Exercise directions: Copy the records below word for word, starting at the line that contains "of the gray" and continuing through the final line of the records, both ends included.

Data section:
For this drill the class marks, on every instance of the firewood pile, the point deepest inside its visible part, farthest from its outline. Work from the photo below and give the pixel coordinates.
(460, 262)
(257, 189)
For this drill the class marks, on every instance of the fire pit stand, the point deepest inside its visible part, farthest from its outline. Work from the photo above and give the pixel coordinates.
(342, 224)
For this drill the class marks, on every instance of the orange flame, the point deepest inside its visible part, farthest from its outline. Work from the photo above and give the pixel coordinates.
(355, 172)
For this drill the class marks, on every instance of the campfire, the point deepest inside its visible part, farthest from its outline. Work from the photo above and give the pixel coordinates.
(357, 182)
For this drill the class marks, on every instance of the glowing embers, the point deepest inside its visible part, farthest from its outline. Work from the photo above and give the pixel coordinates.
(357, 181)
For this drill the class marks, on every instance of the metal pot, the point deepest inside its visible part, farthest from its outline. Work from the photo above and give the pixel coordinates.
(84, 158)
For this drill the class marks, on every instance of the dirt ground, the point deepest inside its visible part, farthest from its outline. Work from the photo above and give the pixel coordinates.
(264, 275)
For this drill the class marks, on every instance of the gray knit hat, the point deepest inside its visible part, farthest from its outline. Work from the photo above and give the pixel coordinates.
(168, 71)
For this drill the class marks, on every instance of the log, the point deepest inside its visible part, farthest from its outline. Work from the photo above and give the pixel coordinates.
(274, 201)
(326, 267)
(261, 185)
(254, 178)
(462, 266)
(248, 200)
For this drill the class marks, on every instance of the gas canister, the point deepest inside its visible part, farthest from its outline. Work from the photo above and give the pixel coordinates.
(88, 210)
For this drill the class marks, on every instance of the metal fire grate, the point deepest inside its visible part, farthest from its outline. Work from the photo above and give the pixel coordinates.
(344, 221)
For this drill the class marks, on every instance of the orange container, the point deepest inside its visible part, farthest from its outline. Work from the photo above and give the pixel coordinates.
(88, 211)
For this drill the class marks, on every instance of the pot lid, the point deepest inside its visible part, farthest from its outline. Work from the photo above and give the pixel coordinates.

Right answer:
For this drill the class marks, on every instance of the gray knit hat, the point deepest inside its visible part, farthest from its outline. Work from the photo above and give the pixel coordinates.
(168, 71)
For this drill the class marks, on every instance of the log, the point deepest inside its visible part, farthest from its outline. Work from the photo above and give the pixel coordinates.
(274, 201)
(326, 267)
(261, 185)
(254, 178)
(462, 266)
(248, 200)
For this drill the class marks, on every instance of the gas canister, the point deepest inside its visible part, farthest from its outline. Work from the photo above and give the pixel coordinates.
(88, 210)
For this drill the class marks, on every instance of the metal fire grate, the point deepest inside its visible part, farthest from its outline. Work from the photo above and give the pixel coordinates.
(344, 221)
For this drill the class marks, on every instance of the orange container, the point deepest inside its visible part, farthest from its outline. Work from the photo above and give the pixel coordinates.
(88, 211)
For this drill the class marks, on every instance of the pot lid, the point deepest inside its visible part, farthest from its outline. Work from the photo above and give the pixel coordinates.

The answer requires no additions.